*Aim of the task*:
Would you copy out, word for word, the lines in the records below from the line with "Each instance of the sandy beach" up to and including the line with "(1194, 793)", and nothing else?

start Supplied entries

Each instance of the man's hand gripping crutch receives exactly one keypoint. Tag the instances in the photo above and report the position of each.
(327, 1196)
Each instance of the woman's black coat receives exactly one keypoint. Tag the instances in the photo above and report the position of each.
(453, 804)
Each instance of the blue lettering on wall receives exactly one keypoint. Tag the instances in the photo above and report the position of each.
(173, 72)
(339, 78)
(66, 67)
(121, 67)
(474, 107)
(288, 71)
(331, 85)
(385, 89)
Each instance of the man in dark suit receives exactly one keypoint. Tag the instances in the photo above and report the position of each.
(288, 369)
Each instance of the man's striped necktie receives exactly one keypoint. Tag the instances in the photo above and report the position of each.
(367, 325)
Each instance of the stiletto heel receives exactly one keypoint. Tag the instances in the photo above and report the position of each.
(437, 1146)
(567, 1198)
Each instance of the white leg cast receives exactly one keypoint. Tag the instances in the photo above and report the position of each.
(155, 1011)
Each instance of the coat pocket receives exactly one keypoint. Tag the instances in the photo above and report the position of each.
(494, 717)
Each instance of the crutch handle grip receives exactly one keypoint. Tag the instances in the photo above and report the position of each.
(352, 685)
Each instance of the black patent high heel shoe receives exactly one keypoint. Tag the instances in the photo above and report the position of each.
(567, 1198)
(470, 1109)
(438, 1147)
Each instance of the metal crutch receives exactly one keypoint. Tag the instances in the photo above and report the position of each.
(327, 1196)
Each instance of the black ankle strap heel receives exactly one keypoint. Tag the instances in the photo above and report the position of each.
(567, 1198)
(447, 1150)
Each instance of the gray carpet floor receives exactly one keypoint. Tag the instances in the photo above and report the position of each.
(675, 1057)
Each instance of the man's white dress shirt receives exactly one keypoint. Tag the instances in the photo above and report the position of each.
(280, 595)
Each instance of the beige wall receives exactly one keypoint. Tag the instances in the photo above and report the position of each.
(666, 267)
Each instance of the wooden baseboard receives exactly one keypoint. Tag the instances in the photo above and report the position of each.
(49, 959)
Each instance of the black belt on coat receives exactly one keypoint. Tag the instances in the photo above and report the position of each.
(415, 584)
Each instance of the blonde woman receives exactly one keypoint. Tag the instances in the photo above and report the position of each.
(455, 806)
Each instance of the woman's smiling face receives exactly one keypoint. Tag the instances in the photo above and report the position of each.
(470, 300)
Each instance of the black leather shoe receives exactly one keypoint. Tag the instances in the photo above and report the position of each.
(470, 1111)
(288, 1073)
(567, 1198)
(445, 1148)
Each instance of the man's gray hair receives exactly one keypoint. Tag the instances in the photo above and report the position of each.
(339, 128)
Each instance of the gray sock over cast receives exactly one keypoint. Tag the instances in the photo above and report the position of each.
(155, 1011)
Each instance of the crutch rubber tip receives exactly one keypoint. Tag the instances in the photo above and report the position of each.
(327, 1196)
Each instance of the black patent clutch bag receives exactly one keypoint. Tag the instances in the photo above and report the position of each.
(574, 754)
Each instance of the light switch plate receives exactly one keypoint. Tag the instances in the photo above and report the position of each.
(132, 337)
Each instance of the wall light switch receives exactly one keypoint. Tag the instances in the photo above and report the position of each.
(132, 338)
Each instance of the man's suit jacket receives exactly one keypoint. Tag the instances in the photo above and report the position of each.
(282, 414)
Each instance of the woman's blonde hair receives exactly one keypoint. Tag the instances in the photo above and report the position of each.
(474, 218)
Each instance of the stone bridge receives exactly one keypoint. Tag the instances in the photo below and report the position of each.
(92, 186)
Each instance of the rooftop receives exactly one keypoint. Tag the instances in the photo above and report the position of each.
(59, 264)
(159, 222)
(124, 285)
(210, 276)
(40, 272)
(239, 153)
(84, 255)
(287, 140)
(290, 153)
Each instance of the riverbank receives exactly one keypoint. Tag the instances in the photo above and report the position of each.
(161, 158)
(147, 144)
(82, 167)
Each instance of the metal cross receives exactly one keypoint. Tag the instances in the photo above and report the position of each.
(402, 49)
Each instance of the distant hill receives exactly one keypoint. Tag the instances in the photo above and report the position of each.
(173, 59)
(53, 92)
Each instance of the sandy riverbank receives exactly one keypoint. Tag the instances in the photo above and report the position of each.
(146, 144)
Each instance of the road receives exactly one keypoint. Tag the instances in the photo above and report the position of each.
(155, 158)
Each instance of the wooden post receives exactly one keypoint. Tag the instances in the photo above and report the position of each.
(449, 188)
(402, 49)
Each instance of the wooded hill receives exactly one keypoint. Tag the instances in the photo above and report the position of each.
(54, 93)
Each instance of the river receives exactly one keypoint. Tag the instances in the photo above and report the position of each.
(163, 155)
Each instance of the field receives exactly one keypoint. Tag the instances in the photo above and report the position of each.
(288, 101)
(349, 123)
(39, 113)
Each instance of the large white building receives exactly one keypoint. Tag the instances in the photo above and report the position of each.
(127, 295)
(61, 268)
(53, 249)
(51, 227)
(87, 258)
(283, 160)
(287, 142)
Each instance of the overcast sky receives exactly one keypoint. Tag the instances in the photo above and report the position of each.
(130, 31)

end Supplied entries
start Supplied entries

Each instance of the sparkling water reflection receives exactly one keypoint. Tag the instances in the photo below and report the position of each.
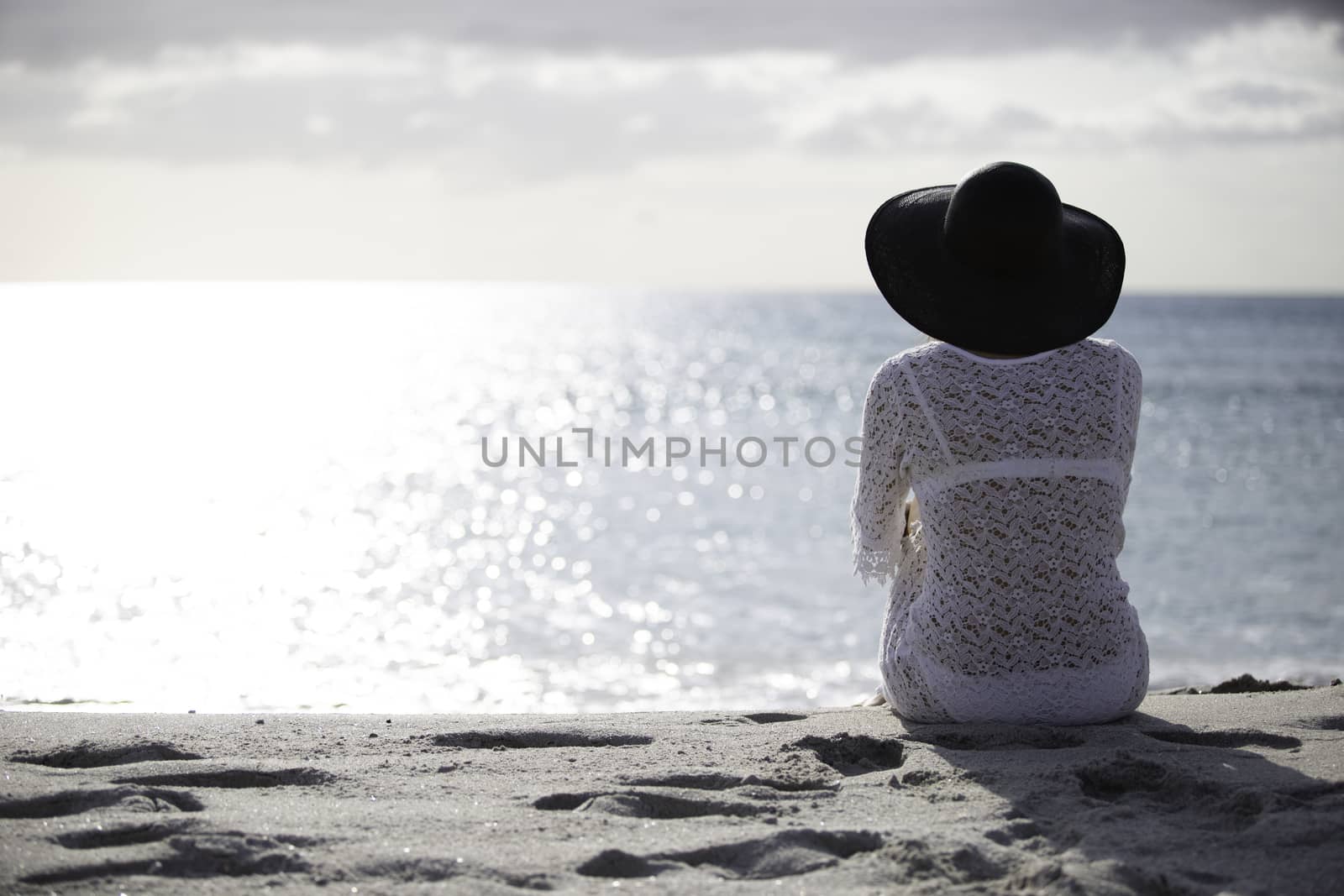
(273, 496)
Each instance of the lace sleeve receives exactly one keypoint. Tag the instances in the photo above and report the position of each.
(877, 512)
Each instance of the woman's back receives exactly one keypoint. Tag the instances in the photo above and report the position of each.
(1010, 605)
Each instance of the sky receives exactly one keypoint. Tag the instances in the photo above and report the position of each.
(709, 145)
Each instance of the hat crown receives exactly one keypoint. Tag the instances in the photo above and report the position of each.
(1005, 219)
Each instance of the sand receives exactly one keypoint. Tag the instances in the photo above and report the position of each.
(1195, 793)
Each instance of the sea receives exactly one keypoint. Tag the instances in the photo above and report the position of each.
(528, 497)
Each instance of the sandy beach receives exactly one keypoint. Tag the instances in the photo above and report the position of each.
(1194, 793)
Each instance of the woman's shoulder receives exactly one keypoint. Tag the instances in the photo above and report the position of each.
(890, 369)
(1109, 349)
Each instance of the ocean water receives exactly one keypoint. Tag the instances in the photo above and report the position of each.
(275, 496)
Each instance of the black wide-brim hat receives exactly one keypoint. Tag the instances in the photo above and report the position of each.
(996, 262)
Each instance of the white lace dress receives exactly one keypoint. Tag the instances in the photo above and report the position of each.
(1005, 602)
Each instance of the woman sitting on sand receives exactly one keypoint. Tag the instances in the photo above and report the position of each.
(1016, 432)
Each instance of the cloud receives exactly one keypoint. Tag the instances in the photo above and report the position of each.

end Supplied entries

*Response for this exercise*:
Each instance of the sandy beach receives exactly one keypoint. Tag the instances in the photo above and report the position of each.
(1194, 793)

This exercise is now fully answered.